Records for this exercise:
BEGIN
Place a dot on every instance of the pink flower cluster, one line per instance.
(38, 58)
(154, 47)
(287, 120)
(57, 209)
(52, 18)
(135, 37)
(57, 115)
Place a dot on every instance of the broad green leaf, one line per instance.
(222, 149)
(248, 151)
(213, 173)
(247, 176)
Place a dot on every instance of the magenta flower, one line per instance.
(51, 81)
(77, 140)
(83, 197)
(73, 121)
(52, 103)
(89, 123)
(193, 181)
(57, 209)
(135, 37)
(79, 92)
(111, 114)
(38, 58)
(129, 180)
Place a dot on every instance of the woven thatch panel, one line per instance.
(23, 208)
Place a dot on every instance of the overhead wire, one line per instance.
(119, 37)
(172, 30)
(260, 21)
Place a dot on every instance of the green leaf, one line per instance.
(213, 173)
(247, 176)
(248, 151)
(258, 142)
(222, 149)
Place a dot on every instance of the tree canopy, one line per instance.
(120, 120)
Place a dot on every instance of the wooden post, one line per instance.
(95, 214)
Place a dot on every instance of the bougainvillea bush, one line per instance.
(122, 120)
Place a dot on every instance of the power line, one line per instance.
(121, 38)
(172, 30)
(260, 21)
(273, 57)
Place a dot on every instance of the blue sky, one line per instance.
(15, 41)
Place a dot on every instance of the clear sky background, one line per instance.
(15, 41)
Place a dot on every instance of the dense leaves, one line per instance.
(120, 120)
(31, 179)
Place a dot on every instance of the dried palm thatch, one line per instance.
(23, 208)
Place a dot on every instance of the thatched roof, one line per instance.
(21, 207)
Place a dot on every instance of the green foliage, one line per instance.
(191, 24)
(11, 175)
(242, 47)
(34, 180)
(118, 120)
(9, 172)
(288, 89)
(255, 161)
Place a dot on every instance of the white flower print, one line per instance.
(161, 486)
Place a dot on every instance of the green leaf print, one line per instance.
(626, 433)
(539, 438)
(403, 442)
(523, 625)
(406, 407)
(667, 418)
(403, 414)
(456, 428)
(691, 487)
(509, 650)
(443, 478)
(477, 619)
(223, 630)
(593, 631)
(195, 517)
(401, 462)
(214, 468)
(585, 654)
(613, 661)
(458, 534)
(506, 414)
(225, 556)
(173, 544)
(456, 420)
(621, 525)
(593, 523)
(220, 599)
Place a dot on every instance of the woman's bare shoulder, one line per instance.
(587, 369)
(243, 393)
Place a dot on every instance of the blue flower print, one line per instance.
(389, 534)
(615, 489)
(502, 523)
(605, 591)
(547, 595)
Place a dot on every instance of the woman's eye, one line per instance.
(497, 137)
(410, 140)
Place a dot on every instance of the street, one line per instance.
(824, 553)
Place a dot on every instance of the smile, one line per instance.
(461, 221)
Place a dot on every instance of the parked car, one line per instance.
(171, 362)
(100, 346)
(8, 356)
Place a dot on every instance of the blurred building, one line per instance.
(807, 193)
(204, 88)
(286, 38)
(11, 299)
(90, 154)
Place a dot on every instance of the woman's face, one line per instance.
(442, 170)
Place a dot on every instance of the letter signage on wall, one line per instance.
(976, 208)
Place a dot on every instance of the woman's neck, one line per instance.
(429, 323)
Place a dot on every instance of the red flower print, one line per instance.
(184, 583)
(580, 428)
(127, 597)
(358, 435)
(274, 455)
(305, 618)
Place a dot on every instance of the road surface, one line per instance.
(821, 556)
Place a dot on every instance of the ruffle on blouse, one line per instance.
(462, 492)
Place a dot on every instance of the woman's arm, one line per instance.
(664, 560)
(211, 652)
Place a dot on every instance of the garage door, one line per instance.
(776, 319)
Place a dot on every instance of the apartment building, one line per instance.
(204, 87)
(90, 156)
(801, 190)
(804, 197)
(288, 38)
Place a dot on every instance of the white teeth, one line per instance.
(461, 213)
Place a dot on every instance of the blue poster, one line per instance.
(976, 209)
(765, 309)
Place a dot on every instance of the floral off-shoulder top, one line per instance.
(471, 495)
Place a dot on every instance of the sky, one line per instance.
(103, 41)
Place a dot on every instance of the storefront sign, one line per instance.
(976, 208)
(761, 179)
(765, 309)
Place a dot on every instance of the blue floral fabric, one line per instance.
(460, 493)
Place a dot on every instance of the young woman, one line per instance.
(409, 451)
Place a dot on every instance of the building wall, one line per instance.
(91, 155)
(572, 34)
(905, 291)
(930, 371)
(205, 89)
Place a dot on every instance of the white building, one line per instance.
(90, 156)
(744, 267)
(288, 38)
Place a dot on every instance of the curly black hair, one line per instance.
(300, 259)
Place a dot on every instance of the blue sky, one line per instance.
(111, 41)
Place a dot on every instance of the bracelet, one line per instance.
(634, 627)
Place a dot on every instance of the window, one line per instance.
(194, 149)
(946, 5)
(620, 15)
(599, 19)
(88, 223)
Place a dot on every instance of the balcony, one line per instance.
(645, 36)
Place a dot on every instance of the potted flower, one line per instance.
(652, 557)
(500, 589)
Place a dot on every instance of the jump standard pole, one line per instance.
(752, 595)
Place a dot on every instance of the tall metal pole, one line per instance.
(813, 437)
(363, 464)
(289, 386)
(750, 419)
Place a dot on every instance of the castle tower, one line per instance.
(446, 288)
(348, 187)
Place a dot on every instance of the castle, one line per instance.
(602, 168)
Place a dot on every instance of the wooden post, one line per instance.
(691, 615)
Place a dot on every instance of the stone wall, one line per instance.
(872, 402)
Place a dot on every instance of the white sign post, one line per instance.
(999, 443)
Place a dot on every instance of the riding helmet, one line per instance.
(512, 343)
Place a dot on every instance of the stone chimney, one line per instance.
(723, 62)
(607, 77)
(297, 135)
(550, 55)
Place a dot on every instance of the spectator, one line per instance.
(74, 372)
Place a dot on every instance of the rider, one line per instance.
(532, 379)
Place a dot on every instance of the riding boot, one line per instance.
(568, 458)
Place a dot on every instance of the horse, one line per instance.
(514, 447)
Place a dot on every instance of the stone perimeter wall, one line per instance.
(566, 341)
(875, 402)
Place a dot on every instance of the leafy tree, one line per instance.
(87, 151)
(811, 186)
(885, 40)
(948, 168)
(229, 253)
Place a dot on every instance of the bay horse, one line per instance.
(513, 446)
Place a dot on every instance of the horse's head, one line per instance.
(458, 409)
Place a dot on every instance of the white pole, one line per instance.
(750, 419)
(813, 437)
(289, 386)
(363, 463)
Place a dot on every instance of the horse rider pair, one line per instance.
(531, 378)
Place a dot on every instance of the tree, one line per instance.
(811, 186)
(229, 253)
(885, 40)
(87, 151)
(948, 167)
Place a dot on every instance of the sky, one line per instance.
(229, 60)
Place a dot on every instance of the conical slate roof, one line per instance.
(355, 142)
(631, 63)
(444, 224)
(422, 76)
END
Return the whole listing exactly, with every line included.

Written answer:
Place a dot on every instance of the pink flower cluster, one line per instance.
(38, 58)
(154, 47)
(287, 120)
(57, 209)
(52, 18)
(135, 37)
(57, 115)
Place a dot on every instance of the broad green leaf, one line per instance.
(222, 149)
(248, 151)
(213, 173)
(247, 176)
Place a dot on every instance of the magenta flower, one line per instance.
(51, 81)
(77, 140)
(83, 197)
(73, 121)
(52, 103)
(89, 123)
(193, 181)
(57, 209)
(135, 37)
(79, 92)
(111, 114)
(38, 58)
(129, 180)
Place a dot on every instance of the woven thatch panel, one line per instance.
(23, 208)
Place a dot on every instance of the overhead wire, one line per instance.
(119, 37)
(172, 30)
(260, 21)
Place a dot on every instance of the green leaf, one line per instance.
(213, 173)
(247, 176)
(248, 151)
(258, 142)
(222, 149)
Place a dot on every instance of the tree canopy, one line per instance.
(120, 120)
Place a dot on every instance of the wooden post, one line per instance.
(95, 214)
Place a dot on every instance of the bougainvillea bush, one line per instance.
(122, 120)
Place a dot on every instance of the power line, one line per instance.
(121, 38)
(172, 30)
(260, 21)
(273, 57)
Place a dot on every instance of the blue sky, one line per instance.
(15, 41)
Place a dot on every instance of the clear sky background, one line per instance.
(15, 41)
Place a dot on every instance of the dense leaves, one line per instance.
(120, 120)
(31, 179)
Place a dot on every instance of the dried palm thatch, one line per instance.
(23, 208)
Place a dot on every instance of the thatched roof, one line per instance.
(21, 207)
Place a dot on every instance of the green foliage, one line per instance.
(191, 24)
(11, 175)
(242, 47)
(34, 180)
(118, 120)
(9, 172)
(288, 89)
(255, 161)
Place a dot on every instance of the white flower print, one line per instance.
(161, 486)
Place a dot on every instance of the green leaf print, one line per instance.
(626, 433)
(539, 438)
(403, 442)
(523, 625)
(406, 407)
(667, 418)
(403, 414)
(456, 428)
(691, 487)
(509, 650)
(443, 478)
(477, 619)
(223, 630)
(593, 631)
(195, 517)
(401, 462)
(214, 468)
(585, 654)
(613, 661)
(458, 534)
(506, 414)
(225, 556)
(173, 544)
(456, 420)
(621, 525)
(593, 523)
(220, 599)
Place a dot on every instance of the woman's bare shoulder, one line per instance.
(587, 369)
(243, 393)
Place a dot on every instance of the blue flower print, one line per instance.
(389, 534)
(615, 489)
(502, 523)
(605, 591)
(547, 595)
Place a dot on every instance of the woman's eye, one line per instance.
(497, 137)
(410, 140)
Place a dot on every instance of the street, one line per instance.
(824, 553)
Place a dot on every instance of the smile, one line per instance.
(461, 221)
Place a dot on every instance of the parked car, one line per instance.
(171, 362)
(100, 346)
(8, 356)
Place a dot on every instance of the blurred building, one line per instance.
(807, 193)
(204, 88)
(286, 38)
(11, 299)
(90, 154)
Place a dot on every instance of the woman's face, one line per instance.
(442, 170)
Place a dot on every instance of the letter signage on wall, one line per instance.
(976, 208)
Place a dot on every instance of the woman's neck, one line per instance.
(429, 323)
Place a dot on every instance of the red flower print, one line per instance.
(184, 583)
(580, 428)
(127, 597)
(358, 435)
(274, 455)
(305, 618)
Place a dot on every instance of the road surface, one line per instance.
(821, 556)
Place a dot on every instance of the ruffle on blouse, one line per instance.
(462, 492)
Place a dot on every instance of the woman's arm, one line per instance.
(664, 560)
(211, 652)
Place a dot on every instance of the garage door, one line per instance.
(776, 319)
Place a dot on every instance of the apartment building, one line per instance.
(204, 87)
(90, 156)
(801, 190)
(804, 197)
(288, 38)
Place a dot on every instance of the white teeth, one line per instance.
(461, 213)
Place a dot on every instance of the blue poster, one line per instance.
(976, 209)
(765, 309)
Place a dot on every instance of the floral off-shoulder top, one line per instance.
(471, 495)
Place a dot on every instance of the sky, one line per instance.
(103, 41)
Place a dot on every instance of the storefront sign, one line per instance.
(976, 208)
(761, 179)
(765, 309)
Place a dot on every instance of the blue floral fabric, one line per instance.
(460, 493)
Place a dot on every instance of the young woman, one line per instance.
(409, 451)
Place a dot on every instance of the building wall, one line per instance.
(91, 155)
(572, 34)
(905, 291)
(930, 371)
(205, 89)
Place a dot on every instance of the white building, one line per instance.
(90, 156)
(744, 267)
(288, 38)
Place a dot on every instance of the curly black hair, one line per instance.
(300, 259)
Place a dot on every instance of the blue sky, one line per instance.
(111, 41)
Place a dot on every instance of the bracelet, one line per instance.
(634, 627)
Place a dot on every instance of the window, one line per instance.
(194, 149)
(946, 5)
(620, 15)
(599, 19)
(88, 223)
Place a dot on every instance of the balcony, one line per instance.
(645, 36)
Place a dot on every instance of the potted flower, one line per instance.
(652, 557)
(500, 589)
Place a dot on every instance of the jump standard pole, one line per instance.
(752, 595)
Place a dot on every instance of the tall metal pole, one line per instance.
(813, 437)
(363, 464)
(289, 386)
(750, 419)
Place a dot on every instance of the castle tower, one line per instance.
(446, 288)
(348, 187)
Place a dot on every instance of the castle, one line per instance.
(602, 168)
Place a dot on every instance of the wooden post, one line per instance.
(691, 615)
Place a dot on every instance of the stone wall, one line per instance.
(872, 402)
Place a dot on every instance of the white sign post, one line per instance.
(999, 443)
Place a dot on every instance of the riding helmet, one line per instance.
(512, 343)
Place a dot on every instance of the stone chimney, one line per instance.
(723, 62)
(607, 77)
(297, 135)
(550, 55)
Place a dot on every instance of the spectator, one line per instance.
(74, 372)
Place a dot on every instance of the rider, one line per instance.
(532, 379)
Place a dot on every instance of the riding boot, one line per instance.
(568, 458)
Place a dot on every instance of the horse, one line per instance.
(514, 447)
Place a dot on every instance of the stone perimeter wall, one line per instance.
(566, 341)
(875, 402)
Place a dot on every instance of the leafy tree, one line per instance.
(87, 151)
(811, 186)
(885, 40)
(948, 168)
(229, 253)
Place a dot on every instance of the bay horse, one line per instance.
(513, 446)
Place a dot on every instance of the horse's head, one line per instance.
(458, 409)
Place a dot on every instance of the white pole, one line per instance.
(750, 419)
(813, 437)
(289, 386)
(363, 463)
Place a dot on every instance of the horse rider pair, one line per instance.
(531, 378)
Place a dot on every instance of the tree, one line per instance.
(811, 186)
(229, 253)
(885, 40)
(87, 151)
(948, 167)
Place a dot on every instance of the sky, one line per instance.
(229, 60)
Place a dot on every instance of the conical slate roof, one line per instance.
(355, 142)
(631, 63)
(444, 224)
(422, 76)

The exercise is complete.